(What is being asked):
Reproduce the material below word for word, from its first line through the line that contains "M 105 207 L", with both of those lines included. Leave the pictures out of your copy.

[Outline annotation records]
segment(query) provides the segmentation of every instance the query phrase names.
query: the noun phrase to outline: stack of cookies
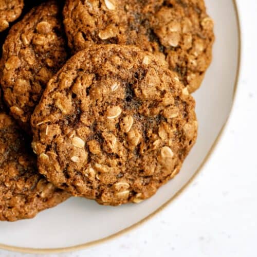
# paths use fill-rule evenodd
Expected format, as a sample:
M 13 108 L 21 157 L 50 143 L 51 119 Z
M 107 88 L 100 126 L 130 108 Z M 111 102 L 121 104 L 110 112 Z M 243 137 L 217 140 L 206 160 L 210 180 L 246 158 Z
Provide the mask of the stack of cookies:
M 0 0 L 0 220 L 70 196 L 150 197 L 196 141 L 190 94 L 214 41 L 204 1 L 31 4 Z

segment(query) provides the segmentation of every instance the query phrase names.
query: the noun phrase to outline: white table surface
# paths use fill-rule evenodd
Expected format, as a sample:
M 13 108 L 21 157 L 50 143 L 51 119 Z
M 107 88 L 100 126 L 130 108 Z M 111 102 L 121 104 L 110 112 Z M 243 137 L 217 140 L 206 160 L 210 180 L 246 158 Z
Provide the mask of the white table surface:
M 237 2 L 241 77 L 228 125 L 209 161 L 182 194 L 136 229 L 83 251 L 48 256 L 257 256 L 257 1 Z M 0 256 L 34 255 L 0 250 Z

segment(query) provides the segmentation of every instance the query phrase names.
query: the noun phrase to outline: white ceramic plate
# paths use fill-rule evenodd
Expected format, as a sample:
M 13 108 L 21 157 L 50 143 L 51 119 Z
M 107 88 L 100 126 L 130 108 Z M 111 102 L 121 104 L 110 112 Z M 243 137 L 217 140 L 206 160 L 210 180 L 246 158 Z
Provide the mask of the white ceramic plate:
M 105 207 L 74 198 L 33 219 L 1 222 L 0 248 L 49 252 L 101 243 L 146 220 L 188 183 L 210 155 L 227 120 L 240 66 L 240 29 L 233 0 L 206 0 L 206 5 L 215 23 L 213 61 L 201 87 L 194 94 L 199 136 L 179 175 L 139 205 Z

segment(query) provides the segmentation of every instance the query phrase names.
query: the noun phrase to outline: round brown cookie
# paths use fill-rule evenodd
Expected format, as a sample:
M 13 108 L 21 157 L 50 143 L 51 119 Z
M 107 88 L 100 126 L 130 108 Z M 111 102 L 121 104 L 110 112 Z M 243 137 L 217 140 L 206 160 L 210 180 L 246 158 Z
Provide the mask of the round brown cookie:
M 190 92 L 211 61 L 213 23 L 203 0 L 66 0 L 63 13 L 71 48 L 114 43 L 163 54 Z
M 40 172 L 105 205 L 154 194 L 178 172 L 197 134 L 194 100 L 166 65 L 119 45 L 72 57 L 31 118 Z
M 69 195 L 38 172 L 36 159 L 15 122 L 0 113 L 0 220 L 34 217 Z
M 60 9 L 56 1 L 33 8 L 12 27 L 3 46 L 4 99 L 28 131 L 46 84 L 67 60 Z
M 0 0 L 0 32 L 20 17 L 24 5 L 23 0 Z

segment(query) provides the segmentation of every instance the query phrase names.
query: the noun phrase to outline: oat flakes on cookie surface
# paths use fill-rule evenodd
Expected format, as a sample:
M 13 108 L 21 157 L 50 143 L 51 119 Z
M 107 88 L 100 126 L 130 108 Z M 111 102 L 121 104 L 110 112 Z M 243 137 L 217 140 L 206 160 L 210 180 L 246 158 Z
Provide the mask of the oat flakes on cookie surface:
M 203 0 L 66 0 L 63 13 L 74 50 L 135 45 L 165 58 L 190 93 L 211 61 L 213 22 Z
M 61 203 L 69 194 L 40 175 L 24 132 L 0 112 L 0 221 L 34 217 Z
M 101 204 L 153 195 L 179 172 L 197 134 L 194 100 L 166 66 L 118 45 L 72 57 L 32 116 L 40 172 Z
M 1 84 L 10 113 L 27 131 L 50 78 L 67 59 L 61 11 L 50 1 L 11 29 L 3 46 Z
M 0 0 L 0 32 L 20 17 L 24 6 L 23 0 Z

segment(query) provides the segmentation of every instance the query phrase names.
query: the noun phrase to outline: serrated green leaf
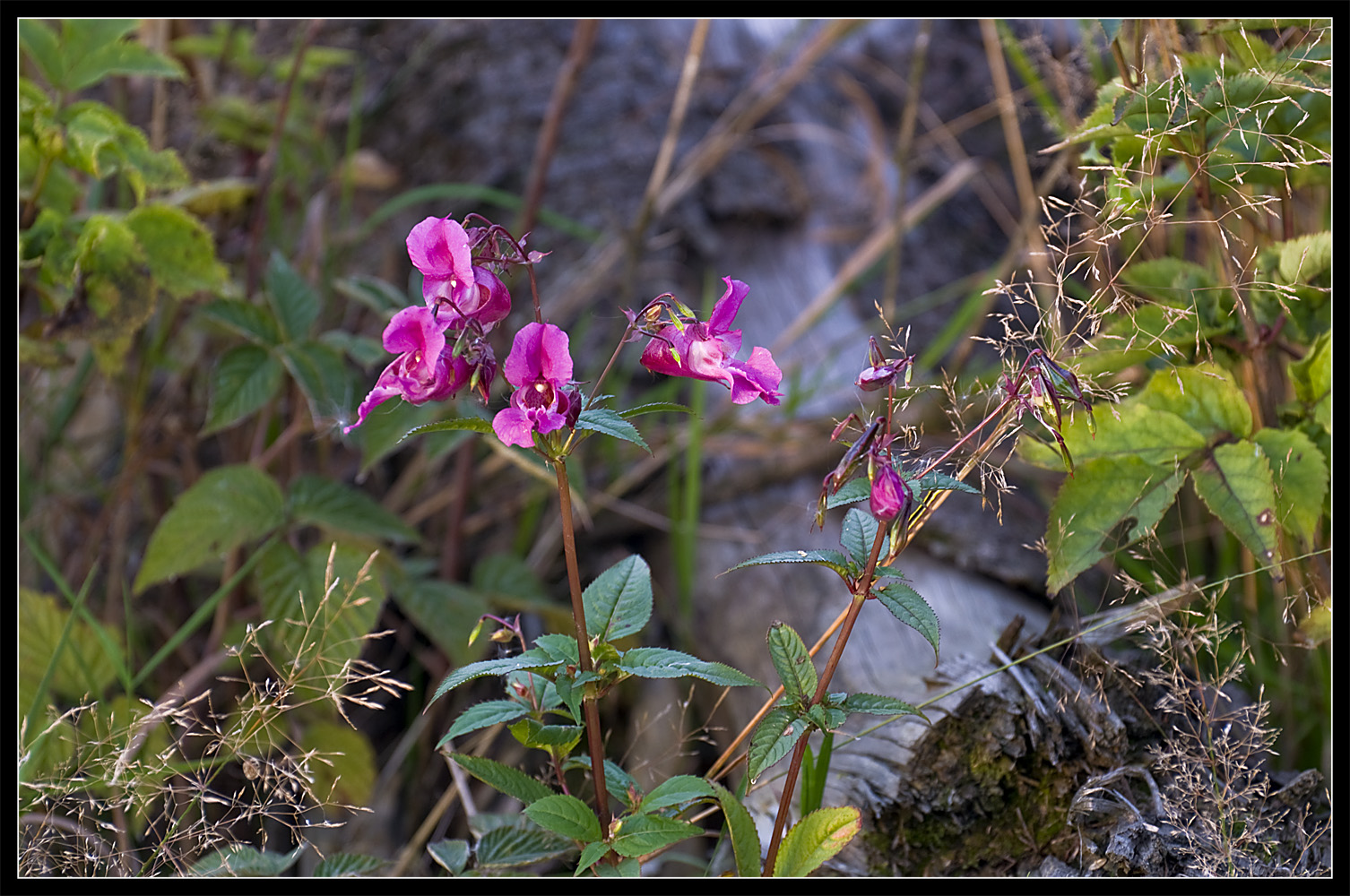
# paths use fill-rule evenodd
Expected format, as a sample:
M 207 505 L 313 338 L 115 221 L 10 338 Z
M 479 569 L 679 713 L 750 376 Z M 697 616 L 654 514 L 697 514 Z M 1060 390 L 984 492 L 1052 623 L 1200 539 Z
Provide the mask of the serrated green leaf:
M 815 696 L 815 664 L 806 644 L 792 626 L 775 622 L 768 627 L 768 654 L 783 681 L 788 703 L 805 703 Z
M 1278 524 L 1312 544 L 1322 505 L 1331 488 L 1327 461 L 1312 440 L 1297 429 L 1257 430 L 1251 441 L 1270 459 Z
M 713 785 L 694 775 L 676 775 L 653 787 L 637 804 L 639 812 L 656 812 L 672 806 L 713 797 Z
M 810 725 L 790 706 L 775 706 L 760 719 L 751 734 L 745 773 L 751 781 L 759 780 L 764 769 L 792 752 L 802 735 L 810 731 Z
M 266 405 L 281 389 L 284 368 L 258 345 L 235 345 L 220 356 L 211 389 L 211 405 L 201 435 L 234 426 Z
M 580 858 L 576 860 L 576 868 L 572 870 L 572 877 L 579 877 L 582 872 L 606 856 L 609 856 L 609 843 L 605 841 L 586 843 L 586 846 L 582 847 Z
M 549 858 L 559 858 L 576 850 L 575 843 L 520 815 L 510 824 L 502 824 L 478 838 L 474 854 L 478 868 L 520 868 Z
M 427 843 L 427 851 L 436 860 L 437 865 L 455 877 L 463 873 L 464 866 L 468 865 L 468 841 L 436 841 Z
M 252 846 L 225 846 L 209 853 L 188 869 L 189 877 L 277 877 L 296 864 L 306 845 L 289 853 L 259 851 Z
M 501 660 L 470 663 L 468 665 L 458 668 L 447 675 L 428 702 L 435 703 L 444 696 L 447 691 L 459 687 L 464 681 L 481 679 L 485 675 L 506 675 L 508 672 L 516 672 L 518 669 L 547 669 L 556 665 L 556 660 L 552 660 L 537 650 L 525 650 L 524 653 L 504 657 Z
M 880 694 L 849 694 L 838 703 L 838 707 L 845 712 L 867 712 L 868 715 L 917 715 L 927 722 L 926 715 L 905 700 Z
M 755 819 L 736 795 L 721 784 L 713 784 L 717 802 L 726 818 L 726 833 L 732 838 L 732 853 L 736 856 L 736 873 L 741 877 L 757 877 L 760 873 L 760 843 Z
M 933 613 L 933 607 L 929 606 L 927 600 L 903 582 L 887 582 L 886 584 L 872 586 L 872 595 L 883 607 L 891 611 L 891 615 L 922 634 L 933 645 L 933 661 L 936 664 L 941 627 L 937 614 Z
M 281 488 L 248 464 L 217 467 L 178 495 L 150 536 L 146 559 L 132 588 L 182 575 L 262 538 L 285 520 Z
M 637 428 L 608 408 L 583 410 L 576 417 L 576 429 L 589 429 L 613 436 L 614 439 L 622 439 L 624 441 L 633 443 L 647 453 L 652 453 L 652 449 L 643 441 L 643 436 L 637 432 Z
M 652 572 L 640 556 L 629 555 L 586 586 L 586 634 L 617 641 L 643 630 L 652 618 Z
M 637 408 L 629 408 L 628 410 L 618 412 L 618 416 L 624 420 L 632 420 L 633 417 L 640 417 L 643 414 L 660 414 L 660 413 L 676 413 L 676 414 L 693 414 L 694 409 L 686 405 L 676 403 L 674 401 L 653 401 L 647 405 L 639 405 Z
M 1176 414 L 1210 444 L 1226 436 L 1251 435 L 1251 405 L 1233 374 L 1215 364 L 1161 370 L 1149 379 L 1138 401 Z
M 841 576 L 849 576 L 857 572 L 856 568 L 849 564 L 848 557 L 838 551 L 775 551 L 772 553 L 761 553 L 760 556 L 751 557 L 749 560 L 742 560 L 732 567 L 732 569 L 740 569 L 741 567 L 764 567 L 775 563 L 818 563 L 824 567 L 834 569 L 834 572 Z M 728 569 L 726 572 L 730 572 L 732 569 Z
M 570 753 L 586 733 L 579 725 L 544 725 L 539 719 L 524 718 L 510 726 L 512 737 L 521 746 L 551 753 Z
M 502 765 L 482 756 L 464 756 L 462 753 L 451 753 L 450 758 L 483 784 L 501 791 L 506 796 L 514 796 L 525 806 L 554 795 L 551 787 L 536 781 L 529 775 L 510 765 Z
M 142 205 L 127 212 L 127 227 L 146 251 L 155 283 L 174 298 L 225 285 L 228 274 L 216 260 L 211 232 L 188 212 L 171 205 Z
M 867 565 L 872 556 L 872 542 L 876 540 L 876 517 L 853 507 L 844 514 L 844 529 L 840 533 L 840 544 L 853 557 L 859 568 Z
M 309 336 L 323 301 L 315 287 L 305 282 L 281 252 L 271 254 L 263 285 L 267 289 L 267 304 L 277 314 L 282 335 L 289 340 Z
M 470 734 L 479 729 L 490 727 L 502 722 L 514 722 L 529 712 L 529 707 L 516 700 L 485 700 L 475 703 L 455 719 L 455 723 L 446 731 L 446 737 L 436 744 L 439 750 L 447 741 L 452 741 L 462 734 Z
M 726 687 L 764 687 L 751 676 L 722 663 L 709 663 L 666 648 L 633 648 L 618 660 L 618 668 L 641 679 L 679 679 L 693 676 Z
M 1281 579 L 1274 482 L 1261 447 L 1245 439 L 1219 445 L 1191 471 L 1191 480 L 1210 511 Z
M 489 433 L 493 430 L 493 421 L 483 420 L 482 417 L 458 417 L 455 420 L 437 420 L 433 424 L 424 424 L 416 429 L 409 429 L 404 439 L 412 439 L 413 436 L 423 436 L 429 432 L 481 432 Z M 400 439 L 402 441 L 402 439 Z
M 277 318 L 271 316 L 271 309 L 252 302 L 242 302 L 234 298 L 220 298 L 209 305 L 204 305 L 201 313 L 244 339 L 250 339 L 261 345 L 281 344 L 281 331 L 277 328 Z
M 620 856 L 637 858 L 702 833 L 698 824 L 663 815 L 629 815 L 620 822 L 609 845 Z
M 819 808 L 792 824 L 774 864 L 774 877 L 806 877 L 844 849 L 863 830 L 852 806 Z
M 416 529 L 366 493 L 315 474 L 305 474 L 292 483 L 290 513 L 298 524 L 390 541 L 417 541 Z
M 441 841 L 444 842 L 444 841 Z M 335 853 L 315 865 L 315 877 L 360 877 L 378 870 L 385 860 L 356 853 Z
M 536 824 L 559 837 L 591 843 L 601 839 L 599 819 L 586 803 L 575 796 L 554 793 L 525 807 Z
M 1075 476 L 1060 486 L 1046 525 L 1049 591 L 1058 591 L 1096 561 L 1152 533 L 1184 479 L 1184 470 L 1137 456 L 1077 464 Z

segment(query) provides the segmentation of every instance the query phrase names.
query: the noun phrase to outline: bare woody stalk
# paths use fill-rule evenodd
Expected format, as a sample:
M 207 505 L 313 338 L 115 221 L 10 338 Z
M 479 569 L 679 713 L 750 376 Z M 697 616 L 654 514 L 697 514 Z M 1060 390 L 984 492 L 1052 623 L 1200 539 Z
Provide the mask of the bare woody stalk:
M 594 672 L 595 664 L 590 656 L 590 640 L 586 636 L 586 606 L 582 602 L 582 576 L 576 567 L 576 536 L 572 530 L 572 491 L 567 483 L 567 461 L 555 460 L 554 471 L 558 474 L 558 505 L 563 517 L 563 555 L 567 559 L 567 584 L 572 595 L 572 626 L 576 634 L 576 654 L 582 672 Z M 595 781 L 595 815 L 599 816 L 601 830 L 605 839 L 609 839 L 609 792 L 605 789 L 605 748 L 601 742 L 599 708 L 595 698 L 587 694 L 582 700 L 582 712 L 586 717 L 586 744 L 590 748 L 591 777 Z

(Expected answer):
segment(query) provides the segmentation of every instance the query phrase names.
query: the noun phrase to outline: stack of cookies
# paths use fill-rule evenodd
Expected format, as a sample:
M 13 108 L 21 157 L 50 143 L 51 119 Z
M 107 88 L 100 126 L 130 108 Z M 111 102 L 121 104 L 110 112 Z M 243 137 L 217 140 L 206 160 L 210 180 L 246 158 Z
Provide the mask of the stack of cookies:
M 0 0 L 0 220 L 70 196 L 150 197 L 196 141 L 190 94 L 214 41 L 204 1 L 31 4 Z

segment(query) provides the segmentation of every instance the query phrase names.
query: the noun phrase to outline: white table surface
# paths use fill-rule evenodd
Expected format, as a sample:
M 13 108 L 21 157 L 50 143 L 51 119 Z
M 107 88 L 100 126 L 130 108 Z M 111 102 L 121 104 L 110 112 Z M 243 137 L 217 140 L 206 160 L 210 180 L 246 158 Z
Provide the mask of the white table surface:
M 237 2 L 241 77 L 228 125 L 209 161 L 182 194 L 136 229 L 83 251 L 48 256 L 257 256 L 257 1 Z M 0 256 L 34 255 L 0 250 Z

segment(query) provides the segmentation of every instance the query phrase names.
query: the noun phrase to outline: white ceramic plate
# paths use fill-rule evenodd
Expected format, as a sample:
M 13 108 L 21 157 L 50 143 L 51 119 Z
M 107 88 L 100 126 L 130 108 Z M 111 102 L 121 104 L 110 112 Z M 243 137 L 217 140 L 206 160 L 210 180 L 246 158 Z
Provide the mask of the white ceramic plate:
M 105 207 L 74 198 L 33 219 L 1 222 L 0 248 L 49 252 L 101 243 L 146 220 L 188 183 L 210 155 L 227 120 L 240 66 L 240 29 L 233 0 L 206 0 L 206 5 L 215 23 L 213 61 L 201 87 L 194 94 L 199 136 L 179 175 L 139 205 Z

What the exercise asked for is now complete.